深川「木場」探訪

千葉朝日カルチャーセンター「目利きの東京建築散歩」。以前も、記事にしたことがありますが、東京の近代建築を巡る半日の教室で、3ヶ月に1回くらいの頻度で開催、この3年程度、都合が付くときに参加してきました。

集まる人達は10人を超える程度で、細々と開催されてきましたが、今回が最終回ということを告げられ、ちょっと寂しいことになりました。

10年続いた企画で、自分が参加し始めた時には、めぼしい建築物巡りは一巡してたようで、建築物よりは橋、水門などの構造物、著名団地開発などが主体になっている感じでしたので、ネタがとぼしくなってきたということもあるのでしょう。
------------------------------------
- _指示文 1_
原文のうち、「集まる人達は10人を超える程」を含む語句で始まり「ということもあるのでしょう。」で終わる部分を一字一句変えずに引用せよ。
- _指示文 2_
原文をもとに次の問いに答えよ。
(a) 教室はどのくらいの頻度で開かれていたか。
(b) 集まる人の数はどの程度だったか。
(c) この企画は何年続いたか。

- _データ行_
------------------------------------
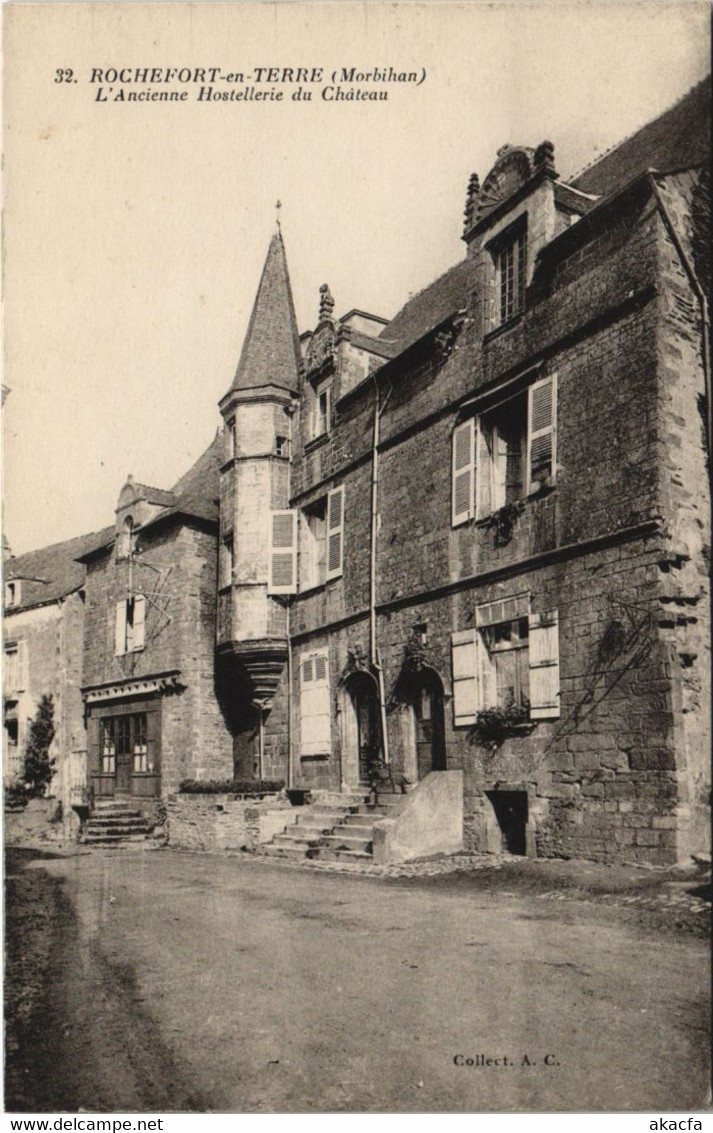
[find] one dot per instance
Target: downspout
(702, 301)
(375, 661)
------------------------------------
- _想定解答 1_
集まる人達は10人を超える程度で、細々と開催されてきましたが、今回が最終回ということを告げられ、ちょっと寂しいことになりました。

10年続いた企画で、自分が参加し始めた時には、めぼしい建築物巡りは一巡してたようで、建築物よりは橋、水門などの構造物、著名団地開発などが主体になっている感じでしたので、ネタがとぼしくなってきたということもあるのでしょう。

- _想定解答 2_
(a) 3ヶ月に1回くらい
(b) 10人を超える程度
(c) 10年